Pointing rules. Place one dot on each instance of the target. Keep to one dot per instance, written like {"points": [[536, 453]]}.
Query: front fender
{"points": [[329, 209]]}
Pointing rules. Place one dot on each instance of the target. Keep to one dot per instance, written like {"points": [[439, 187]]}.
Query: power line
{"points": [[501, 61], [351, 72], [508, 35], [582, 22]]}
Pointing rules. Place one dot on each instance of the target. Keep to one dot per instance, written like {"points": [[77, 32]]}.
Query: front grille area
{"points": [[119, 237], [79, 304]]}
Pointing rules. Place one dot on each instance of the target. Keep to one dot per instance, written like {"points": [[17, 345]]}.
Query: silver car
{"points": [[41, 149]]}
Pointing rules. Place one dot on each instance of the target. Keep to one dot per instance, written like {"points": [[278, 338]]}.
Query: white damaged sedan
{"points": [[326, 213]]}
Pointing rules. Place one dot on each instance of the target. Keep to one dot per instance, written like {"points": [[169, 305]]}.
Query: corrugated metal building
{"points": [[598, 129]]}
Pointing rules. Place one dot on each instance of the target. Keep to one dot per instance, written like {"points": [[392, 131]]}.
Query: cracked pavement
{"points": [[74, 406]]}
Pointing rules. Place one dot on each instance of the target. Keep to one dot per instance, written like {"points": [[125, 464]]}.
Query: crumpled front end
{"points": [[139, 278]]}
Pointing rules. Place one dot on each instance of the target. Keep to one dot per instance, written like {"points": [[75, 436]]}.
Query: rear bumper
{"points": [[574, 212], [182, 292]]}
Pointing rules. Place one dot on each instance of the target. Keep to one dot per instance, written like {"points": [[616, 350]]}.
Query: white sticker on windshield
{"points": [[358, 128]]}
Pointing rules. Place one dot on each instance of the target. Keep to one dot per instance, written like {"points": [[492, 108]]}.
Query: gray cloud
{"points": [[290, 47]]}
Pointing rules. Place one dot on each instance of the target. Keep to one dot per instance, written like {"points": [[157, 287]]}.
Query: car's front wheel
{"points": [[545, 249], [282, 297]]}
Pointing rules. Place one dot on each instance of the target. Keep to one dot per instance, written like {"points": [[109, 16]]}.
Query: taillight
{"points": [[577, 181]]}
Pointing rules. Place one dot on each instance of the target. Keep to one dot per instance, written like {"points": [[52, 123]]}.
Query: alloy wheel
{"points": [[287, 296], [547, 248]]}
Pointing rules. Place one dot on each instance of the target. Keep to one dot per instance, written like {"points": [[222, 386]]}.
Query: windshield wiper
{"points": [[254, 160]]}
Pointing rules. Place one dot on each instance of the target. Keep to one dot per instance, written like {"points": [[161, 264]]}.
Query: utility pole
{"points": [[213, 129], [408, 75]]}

To do:
Reproduce the records above exactly as they appear.

Output:
Pointing rules. Place one dot on each instance of the target. Keep to one dot per instance, written like {"points": [[536, 453]]}.
Query: front fender
{"points": [[329, 209]]}
Pointing rules. Place one dot on each instance of the target. Keep to one dot per instance, written like {"points": [[439, 187]]}.
Query: power line
{"points": [[501, 61], [351, 72], [508, 35], [582, 22]]}
Pointing rules. Place one dot on each instance of the target. Keep to one dot per instance, written like {"points": [[77, 32]]}.
Query: front grille area
{"points": [[119, 237], [79, 304]]}
Pointing rules. Place one dot on each instance of the target. Keep to one dot per instance, written like {"points": [[17, 345]]}.
Query: silver car
{"points": [[41, 149]]}
Pointing rules. Place one dot on each instance of the target. Keep to one dot per instance, written like {"points": [[278, 338]]}.
Query: white damaged sedan
{"points": [[326, 213]]}
Pointing rules. Place one dot on each instance of the target. Keep to one dot per instance, written like {"points": [[169, 305]]}.
Query: corrugated metal building
{"points": [[598, 129]]}
Pointing rules. Place one dot on each instance of the target. Keep to one dot per instance, written like {"points": [[392, 131]]}.
Query: cracked pavement
{"points": [[74, 406]]}
Pointing rules. Place one dot on each instance of the target. Keep to one dot per instance, written like {"points": [[125, 464]]}.
Query: crumpled front end
{"points": [[139, 278]]}
Pointing rules. Place one dot on each instance of the target. Keep to one dot per instance, written like {"points": [[75, 436]]}.
Query: rear bumper
{"points": [[574, 212], [182, 292]]}
Pointing rules. Place one dot on each instance of the target. Keep to one dot per instance, written like {"points": [[616, 350]]}.
Query: white sticker on windshield
{"points": [[358, 128]]}
Pointing rules. Place one dot on each instance of the target. Keep to one dot per instance, written like {"points": [[492, 108]]}.
Query: gray cloud
{"points": [[290, 47]]}
Pointing rules. Place one dot on each instance of the target. Keep to one dot per instance, written like {"points": [[157, 287]]}.
Query: car's front wheel
{"points": [[545, 249], [282, 297]]}
Pointing rules. Place one dot on each instance of the target. Keep to one dot per instance, written like {"points": [[109, 16]]}.
Query: taillight
{"points": [[577, 181]]}
Pointing rules. Place one dot on each instance of the target. Keep to one dot per instance, written like {"points": [[52, 123]]}.
Query: alloy wheel
{"points": [[287, 296], [547, 248]]}
Pointing rules. Place one dot on each instance of the target. Keep to one dot per instance, written like {"points": [[222, 386]]}.
Query: windshield wiper
{"points": [[254, 160]]}
Pointing rules. Place one dot on each instance of the target. Keep to one dot per instance, written like {"points": [[161, 264]]}.
Query: utility pole
{"points": [[213, 129], [408, 75]]}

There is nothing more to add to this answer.